Begin
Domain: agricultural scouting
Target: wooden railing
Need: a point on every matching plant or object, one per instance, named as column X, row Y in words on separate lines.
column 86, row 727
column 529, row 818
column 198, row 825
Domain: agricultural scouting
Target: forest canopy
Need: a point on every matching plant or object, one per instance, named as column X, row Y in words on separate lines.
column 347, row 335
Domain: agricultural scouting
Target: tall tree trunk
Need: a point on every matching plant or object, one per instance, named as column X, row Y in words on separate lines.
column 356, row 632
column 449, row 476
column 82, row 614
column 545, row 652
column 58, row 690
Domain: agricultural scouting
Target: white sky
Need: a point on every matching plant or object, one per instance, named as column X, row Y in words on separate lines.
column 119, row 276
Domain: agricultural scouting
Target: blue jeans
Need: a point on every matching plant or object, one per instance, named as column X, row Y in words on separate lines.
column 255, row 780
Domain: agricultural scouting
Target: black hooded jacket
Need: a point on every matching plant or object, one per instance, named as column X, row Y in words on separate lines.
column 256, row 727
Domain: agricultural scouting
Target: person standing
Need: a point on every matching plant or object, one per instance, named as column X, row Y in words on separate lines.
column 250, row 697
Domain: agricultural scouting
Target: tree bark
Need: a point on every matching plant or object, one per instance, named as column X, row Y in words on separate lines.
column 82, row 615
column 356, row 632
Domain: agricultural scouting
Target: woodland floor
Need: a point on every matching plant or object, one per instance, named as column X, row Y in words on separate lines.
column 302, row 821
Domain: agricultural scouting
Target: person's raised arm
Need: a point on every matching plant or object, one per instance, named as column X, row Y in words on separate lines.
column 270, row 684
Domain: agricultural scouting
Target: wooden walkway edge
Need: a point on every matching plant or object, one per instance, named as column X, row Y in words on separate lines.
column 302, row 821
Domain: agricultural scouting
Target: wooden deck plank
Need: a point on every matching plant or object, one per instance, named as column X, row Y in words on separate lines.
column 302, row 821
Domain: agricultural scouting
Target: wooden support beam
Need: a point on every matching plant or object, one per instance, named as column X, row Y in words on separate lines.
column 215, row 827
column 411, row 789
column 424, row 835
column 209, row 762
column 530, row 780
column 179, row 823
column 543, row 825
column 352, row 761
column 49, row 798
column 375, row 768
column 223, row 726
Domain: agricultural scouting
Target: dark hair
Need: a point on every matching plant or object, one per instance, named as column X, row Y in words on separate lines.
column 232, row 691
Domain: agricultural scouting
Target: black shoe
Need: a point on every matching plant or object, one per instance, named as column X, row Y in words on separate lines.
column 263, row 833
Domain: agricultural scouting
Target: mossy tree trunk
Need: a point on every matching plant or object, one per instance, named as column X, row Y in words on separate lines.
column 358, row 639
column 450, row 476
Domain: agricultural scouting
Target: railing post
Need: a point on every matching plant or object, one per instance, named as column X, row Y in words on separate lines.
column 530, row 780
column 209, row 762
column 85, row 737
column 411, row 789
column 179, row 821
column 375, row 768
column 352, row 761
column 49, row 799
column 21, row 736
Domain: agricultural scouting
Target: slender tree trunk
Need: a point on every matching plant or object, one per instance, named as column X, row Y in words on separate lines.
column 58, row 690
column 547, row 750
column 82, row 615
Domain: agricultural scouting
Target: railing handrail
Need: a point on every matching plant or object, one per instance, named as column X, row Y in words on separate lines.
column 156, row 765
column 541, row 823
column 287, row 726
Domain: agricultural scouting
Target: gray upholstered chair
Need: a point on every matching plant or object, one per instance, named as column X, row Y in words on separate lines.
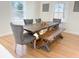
column 38, row 20
column 20, row 37
column 28, row 21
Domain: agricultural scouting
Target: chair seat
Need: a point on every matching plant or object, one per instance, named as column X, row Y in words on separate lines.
column 28, row 38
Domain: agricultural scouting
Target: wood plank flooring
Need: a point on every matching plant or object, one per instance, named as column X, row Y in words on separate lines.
column 66, row 47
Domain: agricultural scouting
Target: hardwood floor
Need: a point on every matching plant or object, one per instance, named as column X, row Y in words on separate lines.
column 66, row 47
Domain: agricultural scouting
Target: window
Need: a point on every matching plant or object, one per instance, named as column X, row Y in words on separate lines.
column 17, row 10
column 59, row 11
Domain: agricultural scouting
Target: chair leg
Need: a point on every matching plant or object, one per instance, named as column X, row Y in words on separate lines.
column 34, row 44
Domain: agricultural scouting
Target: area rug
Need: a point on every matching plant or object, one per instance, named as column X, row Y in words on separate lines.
column 4, row 53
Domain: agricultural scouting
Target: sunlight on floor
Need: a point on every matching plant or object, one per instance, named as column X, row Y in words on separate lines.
column 4, row 53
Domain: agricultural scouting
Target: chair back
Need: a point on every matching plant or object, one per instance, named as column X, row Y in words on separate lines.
column 38, row 20
column 28, row 21
column 17, row 32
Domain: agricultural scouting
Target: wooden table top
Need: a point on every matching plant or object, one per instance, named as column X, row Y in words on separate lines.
column 38, row 26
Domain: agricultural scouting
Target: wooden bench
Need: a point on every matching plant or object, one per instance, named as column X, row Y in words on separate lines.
column 49, row 37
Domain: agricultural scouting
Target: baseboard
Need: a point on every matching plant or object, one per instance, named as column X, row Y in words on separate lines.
column 4, row 34
column 76, row 33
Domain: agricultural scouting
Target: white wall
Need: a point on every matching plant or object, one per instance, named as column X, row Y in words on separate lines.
column 5, row 18
column 45, row 16
column 72, row 23
column 48, row 16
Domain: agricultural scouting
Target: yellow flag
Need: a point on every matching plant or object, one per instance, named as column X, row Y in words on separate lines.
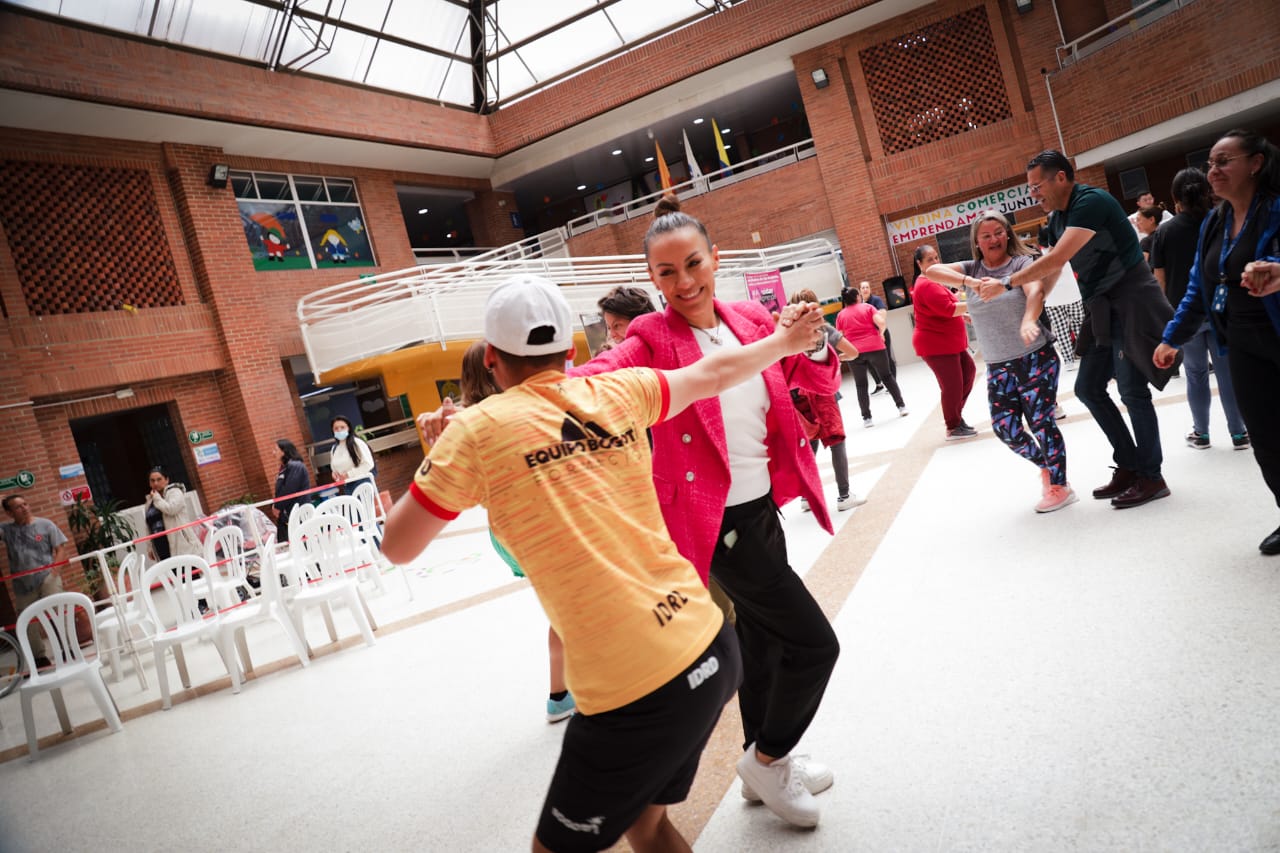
column 720, row 147
column 662, row 168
End
PROBLEM TO WORK ON:
Update the material above so that every "agricultural scouting" becomes "crop inspection", with all other text left unchanged. Leave the pictures out of your answer.

TASK RESPONSE:
Domain: crop inspection
Target: wooden railing
Need: a point on every matching plant or object, one per instance, named as column X, row Y in words on separate lines.
column 86, row 727
column 529, row 818
column 198, row 825
Domain: crop inspection
Target: forest canopy
Need: a point on every matching plant or object, one per instance, named as column X, row Y in words on separate lines.
column 347, row 335
Domain: crop inspection
Target: tall tree trunk
Need: a point on every matching plant or object, one per instance, named as column X, row Y in words on separate lines.
column 356, row 632
column 449, row 476
column 82, row 614
column 545, row 652
column 58, row 690
Domain: crop inspection
Target: white sky
Need: a point on every matching plant or object, one per instance, named as column X, row Y in words on separate lines.
column 119, row 276
Domain: crop inspection
Target: blue jeans
Need: a point on every matching plant or object, one per instance, named as column X, row Y in words on separate lines.
column 255, row 780
Domain: crop inspection
Target: black hooded jacket
Need: a point on every matching plant or object, one per instance, named as column X, row Y in words on separate lines.
column 256, row 727
Domain: crop inspection
Target: person standing
Need: a point on every matching plant or object, one per instance, named as column X, row Y in words on separate lines.
column 250, row 697
Domain: crop inspection
Target: tree bark
Need: a point on every matching plant or object, one per instance, named as column X, row Y in words on separate lines.
column 82, row 615
column 356, row 632
Domain: crop inspection
Target: woodland floor
Need: a point on every matching plant or object, one per instance, named as column X, row Y in words on separate lines.
column 302, row 821
Domain: crop inspection
Target: person's raised arm
Need: a point on every matching plant or object, one per instance, named as column X, row Y in words on separate lines.
column 270, row 684
Domain: crop inspection
Target: wooden walkway edge
Need: a point on every matching plant or object, one per instance, named as column X, row Y in words on separate lines.
column 302, row 821
Domain: crop inspection
Target: wooden deck plank
Need: a point on every matching plant or object, one per instance, named as column X, row Y in words on separate lines.
column 302, row 821
Domain: crop inspection
Target: wooden support beam
Need: a point on every matching plant or object, one per instance, named as column X, row Y in words on separate lines.
column 215, row 827
column 411, row 789
column 424, row 835
column 209, row 762
column 530, row 780
column 179, row 823
column 543, row 825
column 352, row 761
column 49, row 798
column 375, row 768
column 223, row 726
Domain: crop inspection
Target: dark hair
Need: a point on every matching plant or object, one per instance, named as column X, row Y in words on separate lines.
column 232, row 691
Domain: crop inspection
Target: black shoe
Need: a point on every matching plant or object, one per instance, named as column X, row Y in words on separate lines.
column 263, row 833
Domain: crop inspection
Target: mossy tree trunk
Need: a point on every matching plant or object, one per instance, named as column X, row Y in words on separate lines.
column 358, row 639
column 450, row 476
Domain: crop inspection
Target: railing post
Need: a point on every matching plant or object, one per instance, named as column X, row Y in words on separate lines.
column 530, row 780
column 209, row 762
column 85, row 737
column 411, row 789
column 179, row 821
column 375, row 768
column 352, row 761
column 49, row 799
column 21, row 736
Domain: crop inspection
Target: slender tree trunk
Need: a point on every matching plant or object, one per instance, named as column X, row Y in words on separate lines.
column 58, row 690
column 547, row 750
column 82, row 615
Domain: crop inspection
Target: railing handrail
Need: a point on every matching plant or object, one per instance, named as column X, row Y in words on separate lines.
column 156, row 765
column 541, row 823
column 287, row 726
Domain: crop inspection
Target: gray upholstered chair
Need: a point on every matching plant or object, one per instance, named as column X, row Y in words on separate lines.
column 38, row 20
column 20, row 37
column 28, row 21
Domain: crop inspection
Target: chair seat
Need: a point on every matching plant or object, one per instance, named as column X, row Y in words on separate lines.
column 28, row 38
Domain: crop inspection
Target: wood plank flooring
Need: a point on every matching plant or object, one per instance, named as column X, row Y in words on separate lines.
column 66, row 47
Domain: crop inspection
Target: hardwood floor
Need: a point on every matching plant or object, one per instance, named as column X, row Y in words on separate lines.
column 66, row 47
Domain: crop inspection
Target: window
Need: a point on every matching plant or object, one per instance, named as column X, row Y in words on separate lines.
column 17, row 10
column 59, row 11
Domain: crop inspection
Target: chair leg
Need: a point on every matching plant or object, one per instance, named as column X, row Y in words on separate lines.
column 34, row 44
Domain: crop inspection
Target: area rug
Need: a point on every matching plant or object, one per instance, named as column X, row Y in words on separate lines.
column 4, row 53
Domain: crop inspection
Target: sunlight on floor
Need: a point on every matching plant or object, one per instance, named as column X, row Y in words on separate lines.
column 4, row 53
Domain: crop inspection
Target: chair back
Need: a point on every matching plant or object, one per instance, named as column X, row Y in words on separate lines.
column 38, row 20
column 28, row 21
column 17, row 32
Domain: crop inspection
Target: wooden table top
Need: a point on every matching plant or object, one per instance, named as column X, row Y in words on separate lines.
column 38, row 26
Domain: crop inspection
Target: wooden bench
Need: a point on every matching plant or object, one per instance, named as column X, row Y in words on separate lines.
column 49, row 37
Domain: crop inspection
Target: baseboard
Need: a point on every matching plant or object, one per instance, named as column X, row Y in words on separate lines.
column 4, row 34
column 76, row 33
Domain: crop inspection
Target: white wall
Need: a point on every matching plant or object, one per instance, named as column X, row Y in words on separate lines.
column 5, row 18
column 45, row 16
column 72, row 23
column 48, row 16
Domain: crop inspection
Target: yellow flag
Need: a point on every matching plant or object, one per instance, named as column X, row Y in words on separate lines.
column 720, row 147
column 662, row 168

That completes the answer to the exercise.